> **SOURCE EXTRACT**
#####
It should display Configuration OK if there are no syntax errors. Otherwise, try and read the error output to see what's wrong with your Logstash configuration.

Restart Logstash, and enable it, to put our configuration changes into effect:

sudo service logstash restart
sudo update-rc.d logstash defaults 96 9

If you have downloaded logstash tar or zip, it can be run using following command

bin/logstash -f logstash.conf

Numerous responses are received. The structure of document is as follows:

{
 "text": "Learn how to automate anomaly detection on your #Elasticsearch #timeseries data with #MachineLearning:",
 "created_at": "2017-05-07T07:54:47.000Z",
 "source": "<a href="%5C">Twitter for iPhone</a>",
 "truncated": false,
 "language": "en",
 "mention": [],
 "retweet_count": 0,
 "hashtag": [
   {
     "text": "Elasticsearch",
     "start": 49,
     "end": 62
   },
   {
     "text": "timeseries",
     "start": 65,
     "end": 75
   },
   {
     "text": "MachineLearning",
     "start": 88,
     "end": 102
   }
 ],
 "location": {
   "lat": 33.686657,
   "lon": -117.674558
 },
 "place": {
   "id": "74a60733a8b5f7f9",
   "name": "elastic",
   "type": "city",
   "full_name": "San Francisco, CA",
   "street_address": null,
   "country": "United States",
   "country_code": "US",
   "url": "https://api.twitter.com/1.1/geo/id/74a60733a8b5f7f9.json"
 },
 "link": [],
 "user": {
   "id": 2873953509,
   "name": "Elastic",
   "screen_name": "elastic",
   "location": "SF, CA",
   "description": "The company behind the Elastic Stack (#elasticsearch, #kibana, Beats, #logstash), X-Pack, and Elastic Cloud"
#####
> **JOBS**
1. In the Logstash text, list every key inside the "place" object of the sample document.
2. Write the next portion of the Logstash text, picking up right after its final line.
The entries have nothing to do with the Logstash text.

> **RECORDS**
#####
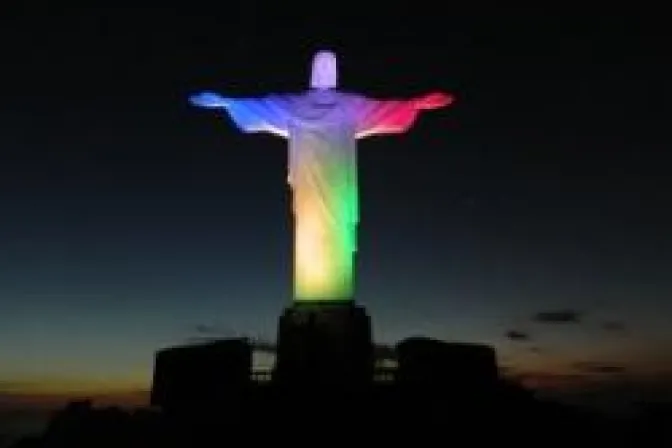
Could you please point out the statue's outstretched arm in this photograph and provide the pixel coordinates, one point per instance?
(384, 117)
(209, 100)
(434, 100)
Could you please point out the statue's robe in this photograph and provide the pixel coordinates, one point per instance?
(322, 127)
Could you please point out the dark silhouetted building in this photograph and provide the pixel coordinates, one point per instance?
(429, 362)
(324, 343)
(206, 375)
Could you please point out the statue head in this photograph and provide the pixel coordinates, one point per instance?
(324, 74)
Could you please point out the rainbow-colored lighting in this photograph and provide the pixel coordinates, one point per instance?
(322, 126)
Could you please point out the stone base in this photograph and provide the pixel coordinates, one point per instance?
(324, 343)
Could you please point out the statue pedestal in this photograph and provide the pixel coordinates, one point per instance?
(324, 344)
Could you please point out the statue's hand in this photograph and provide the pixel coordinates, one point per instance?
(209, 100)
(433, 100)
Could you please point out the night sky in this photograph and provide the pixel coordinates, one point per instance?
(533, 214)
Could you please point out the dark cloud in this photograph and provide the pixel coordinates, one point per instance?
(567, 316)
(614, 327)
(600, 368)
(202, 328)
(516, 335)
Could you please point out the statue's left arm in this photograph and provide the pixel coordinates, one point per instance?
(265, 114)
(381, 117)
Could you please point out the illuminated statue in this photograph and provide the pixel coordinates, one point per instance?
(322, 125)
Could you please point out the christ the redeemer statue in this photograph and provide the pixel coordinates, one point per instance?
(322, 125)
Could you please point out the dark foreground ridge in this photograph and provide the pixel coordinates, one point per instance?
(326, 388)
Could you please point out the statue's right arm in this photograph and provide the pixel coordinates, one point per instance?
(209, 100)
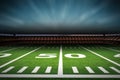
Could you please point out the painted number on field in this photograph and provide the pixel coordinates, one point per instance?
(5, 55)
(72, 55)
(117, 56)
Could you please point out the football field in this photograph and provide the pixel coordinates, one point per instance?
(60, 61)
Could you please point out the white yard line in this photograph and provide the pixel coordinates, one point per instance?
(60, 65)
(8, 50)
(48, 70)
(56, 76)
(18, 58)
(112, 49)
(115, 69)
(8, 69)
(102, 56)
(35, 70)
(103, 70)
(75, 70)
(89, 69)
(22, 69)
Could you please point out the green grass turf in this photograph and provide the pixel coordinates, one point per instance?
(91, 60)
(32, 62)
#####
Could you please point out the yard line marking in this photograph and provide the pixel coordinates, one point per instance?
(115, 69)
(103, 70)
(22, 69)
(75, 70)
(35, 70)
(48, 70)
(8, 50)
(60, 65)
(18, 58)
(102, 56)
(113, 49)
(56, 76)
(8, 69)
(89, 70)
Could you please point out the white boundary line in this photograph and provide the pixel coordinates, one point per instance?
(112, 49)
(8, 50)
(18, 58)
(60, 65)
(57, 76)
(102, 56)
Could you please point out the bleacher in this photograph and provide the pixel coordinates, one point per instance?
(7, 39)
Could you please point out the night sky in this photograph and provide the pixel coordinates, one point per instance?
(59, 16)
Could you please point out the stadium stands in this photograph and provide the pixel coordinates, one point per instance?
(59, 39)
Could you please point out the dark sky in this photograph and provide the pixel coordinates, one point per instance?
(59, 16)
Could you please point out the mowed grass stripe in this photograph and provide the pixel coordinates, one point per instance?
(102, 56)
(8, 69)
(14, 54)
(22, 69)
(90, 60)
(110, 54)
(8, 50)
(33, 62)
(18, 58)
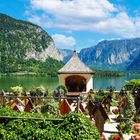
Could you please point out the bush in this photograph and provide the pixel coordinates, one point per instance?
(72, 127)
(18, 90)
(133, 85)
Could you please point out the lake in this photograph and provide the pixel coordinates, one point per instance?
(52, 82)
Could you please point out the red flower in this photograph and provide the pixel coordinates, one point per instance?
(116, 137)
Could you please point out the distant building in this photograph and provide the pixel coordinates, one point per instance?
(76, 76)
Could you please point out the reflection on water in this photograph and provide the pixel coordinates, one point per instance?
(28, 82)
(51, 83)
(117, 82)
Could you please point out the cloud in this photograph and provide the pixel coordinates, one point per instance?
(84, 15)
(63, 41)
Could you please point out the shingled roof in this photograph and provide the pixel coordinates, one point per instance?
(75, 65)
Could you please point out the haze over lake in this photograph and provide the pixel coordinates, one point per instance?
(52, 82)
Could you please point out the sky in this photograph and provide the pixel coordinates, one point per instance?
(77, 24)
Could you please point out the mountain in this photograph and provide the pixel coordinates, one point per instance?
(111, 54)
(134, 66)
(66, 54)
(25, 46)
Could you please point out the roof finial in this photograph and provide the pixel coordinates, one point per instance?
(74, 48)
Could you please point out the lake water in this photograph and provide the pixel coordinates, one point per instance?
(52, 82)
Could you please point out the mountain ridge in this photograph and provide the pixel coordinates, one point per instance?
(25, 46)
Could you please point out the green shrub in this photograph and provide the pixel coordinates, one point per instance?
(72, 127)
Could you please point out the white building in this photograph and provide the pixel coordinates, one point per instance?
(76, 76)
#####
> **RESULTS**
1. id, name, type, full_name, street_address, country, country_code, url

2.
 }
}

Elasticsearch enables pagination by adding a size and a from parameter. For example if you wanted to retrieve results in batches of 5 starting from the 3rd page (i.e. show results 11-15), you would do:

curl -XGET 'ES_HOST:ES_PORT/twitter/tweet/_search?size=5&from=10’

However it becomes more expensive as we move further and further into the list of results. Each time we make one of these calls, we are re-running the search operation, forcing Lucene to go off and re-score all the results, rank them and then discard the first 10 (or 10000 if we get that far). The easier option is the scan and scroll API. The idea is to run the actual query once and then Elastic caches the result somewhere and gives us an “access token” to go back in and get them. Then we call the scroll API endpoint with said token to get next page of results.

In order to use scrolling, the initial search request should specify the scroll parameter in the query string, which tells Elasticsearch how long it should keep the “search context” alive, eg ?scroll=1m.

curl -XPOST 'ES_HOST:ES_PORT/twitter-*/tweet/_search?scroll=1m&pretty' -H 'Content-Type: application/json' -d '{
   "size": 100,
   "query": {
       "match" : {
           "text" : "elasticsearch"
       }
   }
}'

The result from the above request includes a _scroll_id, which should be passed to the scroll API in order to retrieve the next batch of results.

curl -XPOST 'ES_HOST:ES_PORT/_search/scroll?pretty' -H 'Content-Type: application/json' -d '{
   "scroll" : "1m",
   "scroll_id" : "DXF1ZXJ5DKJ56hghFHFDJgBAAAAAAAArknJBJsbjYtZndUQlNsdDcwakFSDSSXSQ=="
}'

The size parameter allows you to configure the maximum number of hits to be returned with each batch of results. Each call to the scroll API returns the next batch of results until there are no more results left to return, ie the hits array is empty. A few important points to consider regarding Scroll and Scan API are as follows: 

  • The initial search request and each subsequent scroll request returns a new _scroll_id, only the most recent _scroll_id should be used.

  • If the request specifies aggregations, only the initial search response will contain the aggregations results.

  • Scroll requests have optimisations that make them faster when the sort order is _doc. If you want to iterate over all documents regardless of the order, this is the most efficient option:

curl -XGET 'ES_HOST:ES_PORT/_search?scroll=1m&pretty' -H 'Content-Type: application/json' -d '{
 "sort": [
   "_doc"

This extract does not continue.